Passage for review
•••••

Chronic Pain


Dental/Oral Conditions seen frequently which can cause chronic pain:

Non-Dental conditions which can cause pain in the teeth or oral structures.

Infrequently seen painful conditions

Trigeminal Neuralgia

This very painful condition typically manifests itself as sharp, electric, lightning-bolt pain in the face, which can be triggered by touching the face, by a puff of wind, or it may come on spontaneously. It may be regular or very sporadic. True trigeminal neuraldia seems to be associated at times with pressure against the trigeminal nerve near its exit from the skull.

Atypical Facial Pain

This type of pain is more difficult to characterize, and depending upon the method of classification used may have several sub-categories, such as myofascial pain, idiopathic pain, and other types of rare pain. Idiopathic means that the cause is unknown.

Neuralgia Inducing Cavitational Osteonecrosis (NICO)

Also known as ischemic necrosis, and formerly referred to by some as non-suppurative osteomyelitis, this condition is becoming more well known and better understood, as ongoing research is conducted. NICO is described in Oral and Maxillofacial Pathology, by Neville, Damm, Allen, and Bouquot. This is the textbook most frequently used in dental schools in the United States.

Symptoms may include severe pain in the face, behind the eyes, or even around the top, sides, or back of the head. In the case of NICO, this pain is referred from some area in the jawbones, either upper (maxilla) or lower (mandible).

Ischemic necrosis of mandible from cadaver

The actual source of disease may be traced to abnormal bone, often where a tooth has been extracted earlier. Due to poor healing, pathogenic bacteria, suppressed immune system, clotting disorders, or a combination of these, the nerves in these areas can react in highly unusual ways, causing excruciating pain in areas seemingly unrelated to the source. For example, a NICO defect in the lower back jaw may cause a burning pain on the side or the top of the head. The clinical appearance of the diseased area may seem normal, and radiographs do not always show these pockets in the bone, due to the nature of density variations between inner and outer bone and the way in which radiographs are typically exposed. Certain tests may be performed to determine if an area of NICO exists and where it is located. Surgical exposure of the site of ischemic necrosis will reveal dead bone and poor healing, with seldom any trace of pus. Examination of the excised tissue from such sites shows a unique appearance under the microscope.

Many patients who are determined to have ischemic necrosis of the jawbones may receive some relief from the surgical debridement of the bony lesion, with subsequent re-evaluation and retreatment as necessary. Actual treatment modalities vary, as do results.

Frequently this disease is not identified until the patient has exhausted all other avenues of relief, with no discovery of the source of the problem, until eventually the patient is told the pain does not exist, or until they come upon someone familiar with this rare anomaly.

Dr. Getty first encountered NICO when his father was successfully treated for it in 1981. After graduating from dental school, Dr. Getty continued his interest in this malady. He has experience with treating numerous NICO/ischemic necrosis patients both locally and from as far away as New England, Florida, and even Brazil. He has given testimony as an expert witness before the Superior Court of Washington, DC.

•••••

Saved data entries
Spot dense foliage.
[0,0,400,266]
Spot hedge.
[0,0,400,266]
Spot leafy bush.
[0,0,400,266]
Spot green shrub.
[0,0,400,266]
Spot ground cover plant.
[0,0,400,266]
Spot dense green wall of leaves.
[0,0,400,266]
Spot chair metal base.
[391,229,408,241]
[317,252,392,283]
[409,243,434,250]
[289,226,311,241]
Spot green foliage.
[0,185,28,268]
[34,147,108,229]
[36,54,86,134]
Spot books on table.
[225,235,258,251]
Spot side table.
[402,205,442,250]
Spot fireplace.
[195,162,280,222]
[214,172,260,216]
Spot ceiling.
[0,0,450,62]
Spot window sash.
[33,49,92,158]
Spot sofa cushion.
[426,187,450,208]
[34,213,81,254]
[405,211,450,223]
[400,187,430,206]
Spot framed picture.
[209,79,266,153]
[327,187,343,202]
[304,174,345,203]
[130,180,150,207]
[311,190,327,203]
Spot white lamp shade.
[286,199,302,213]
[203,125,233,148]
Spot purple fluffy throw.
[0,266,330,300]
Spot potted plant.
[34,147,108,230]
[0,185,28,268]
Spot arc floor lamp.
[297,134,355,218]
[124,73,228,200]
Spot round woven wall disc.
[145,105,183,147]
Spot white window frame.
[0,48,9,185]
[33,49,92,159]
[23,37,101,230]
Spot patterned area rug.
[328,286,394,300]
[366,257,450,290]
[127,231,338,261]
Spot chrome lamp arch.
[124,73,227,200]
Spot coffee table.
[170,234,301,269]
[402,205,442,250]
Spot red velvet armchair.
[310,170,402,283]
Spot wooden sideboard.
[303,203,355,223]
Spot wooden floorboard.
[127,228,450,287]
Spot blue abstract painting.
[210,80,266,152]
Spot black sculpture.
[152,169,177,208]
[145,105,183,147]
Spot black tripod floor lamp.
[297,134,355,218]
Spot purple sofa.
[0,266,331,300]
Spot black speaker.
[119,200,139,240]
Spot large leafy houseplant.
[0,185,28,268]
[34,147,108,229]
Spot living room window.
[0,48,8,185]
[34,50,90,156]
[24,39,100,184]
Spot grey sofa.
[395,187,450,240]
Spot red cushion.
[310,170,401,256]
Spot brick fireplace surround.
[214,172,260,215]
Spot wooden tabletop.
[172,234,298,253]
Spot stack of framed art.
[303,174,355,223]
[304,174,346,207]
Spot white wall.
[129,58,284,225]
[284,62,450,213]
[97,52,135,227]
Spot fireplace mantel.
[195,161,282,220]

•••••

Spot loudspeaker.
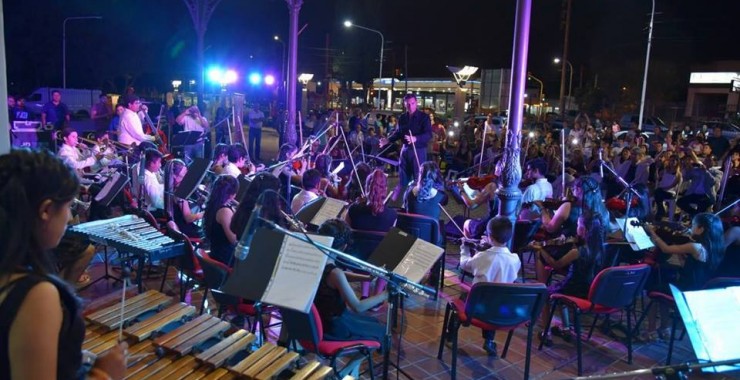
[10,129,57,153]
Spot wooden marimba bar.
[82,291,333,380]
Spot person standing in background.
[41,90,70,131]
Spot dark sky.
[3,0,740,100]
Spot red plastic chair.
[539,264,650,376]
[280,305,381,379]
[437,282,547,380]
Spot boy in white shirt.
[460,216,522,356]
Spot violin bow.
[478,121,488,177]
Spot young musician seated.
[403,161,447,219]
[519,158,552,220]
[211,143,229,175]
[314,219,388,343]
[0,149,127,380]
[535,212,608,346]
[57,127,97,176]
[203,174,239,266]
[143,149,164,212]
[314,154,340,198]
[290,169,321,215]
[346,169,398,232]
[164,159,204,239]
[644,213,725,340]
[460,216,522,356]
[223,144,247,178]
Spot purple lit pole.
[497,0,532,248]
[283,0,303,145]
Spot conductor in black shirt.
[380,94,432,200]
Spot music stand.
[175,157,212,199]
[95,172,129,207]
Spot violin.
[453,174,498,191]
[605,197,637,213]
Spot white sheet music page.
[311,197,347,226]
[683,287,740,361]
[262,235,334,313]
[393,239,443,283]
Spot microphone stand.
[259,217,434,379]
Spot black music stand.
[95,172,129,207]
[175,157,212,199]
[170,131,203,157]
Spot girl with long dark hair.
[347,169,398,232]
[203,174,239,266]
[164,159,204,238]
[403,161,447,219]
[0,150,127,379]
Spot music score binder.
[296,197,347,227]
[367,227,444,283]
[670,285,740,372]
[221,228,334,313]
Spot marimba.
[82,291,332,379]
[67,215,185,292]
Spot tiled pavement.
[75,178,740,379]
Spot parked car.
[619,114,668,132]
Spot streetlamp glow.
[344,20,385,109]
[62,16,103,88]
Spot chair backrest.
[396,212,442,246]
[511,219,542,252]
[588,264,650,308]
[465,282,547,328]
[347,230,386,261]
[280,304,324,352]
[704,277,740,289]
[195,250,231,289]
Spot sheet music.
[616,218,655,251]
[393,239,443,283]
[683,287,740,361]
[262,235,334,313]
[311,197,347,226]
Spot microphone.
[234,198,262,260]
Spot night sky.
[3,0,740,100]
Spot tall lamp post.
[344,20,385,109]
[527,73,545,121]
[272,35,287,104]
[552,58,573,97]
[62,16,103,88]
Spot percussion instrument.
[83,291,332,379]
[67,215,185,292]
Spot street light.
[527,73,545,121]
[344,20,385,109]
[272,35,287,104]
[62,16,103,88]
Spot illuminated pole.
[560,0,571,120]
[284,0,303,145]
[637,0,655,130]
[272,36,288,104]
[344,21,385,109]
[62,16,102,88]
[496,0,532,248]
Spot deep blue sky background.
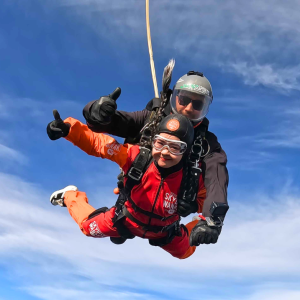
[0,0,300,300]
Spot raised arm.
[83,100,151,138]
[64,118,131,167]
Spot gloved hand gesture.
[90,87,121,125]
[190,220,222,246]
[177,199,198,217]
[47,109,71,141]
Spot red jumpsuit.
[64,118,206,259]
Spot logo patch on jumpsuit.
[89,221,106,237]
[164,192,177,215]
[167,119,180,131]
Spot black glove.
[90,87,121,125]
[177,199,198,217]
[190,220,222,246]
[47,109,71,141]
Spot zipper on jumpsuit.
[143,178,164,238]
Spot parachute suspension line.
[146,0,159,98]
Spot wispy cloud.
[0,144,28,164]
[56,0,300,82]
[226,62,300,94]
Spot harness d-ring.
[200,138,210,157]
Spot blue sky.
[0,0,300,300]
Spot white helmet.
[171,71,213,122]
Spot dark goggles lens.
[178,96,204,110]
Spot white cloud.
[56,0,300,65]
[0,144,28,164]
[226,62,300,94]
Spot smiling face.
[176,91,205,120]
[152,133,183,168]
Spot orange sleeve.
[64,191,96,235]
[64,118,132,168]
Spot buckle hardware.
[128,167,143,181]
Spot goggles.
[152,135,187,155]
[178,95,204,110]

•••••

Task instructions
**1.** On the chronic pain page, what does the word "idiopathic" mean?
**2.** Quote the chronic pain page starting at "This very painful" and ending at "Cavitational Osteonecrosis (NICO)".
These rows are separate material, apart from the chronic pain page.

Responses
**1.** It means that the cause is unknown.

**2.**
This very painful condition typically manifests itself as sharp, electric, lightning-bolt pain in the face, which can be triggered by touching the face, by a puff of wind, or it may come on spontaneously. It may be regular or very sporadic. True trigeminal neuraldia seems to be associated at times with pressure against the trigeminal nerve near its exit from the skull.

Atypical Facial Pain

This type of pain is more difficult to characterize, and depending upon the method of classification used may have several sub-categories, such as myofascial pain, idiopathic pain, and other types of rare pain. Idiopathic means that the cause is unknown.

Neuralgia Inducing Cavitational Osteonecrosis (NICO)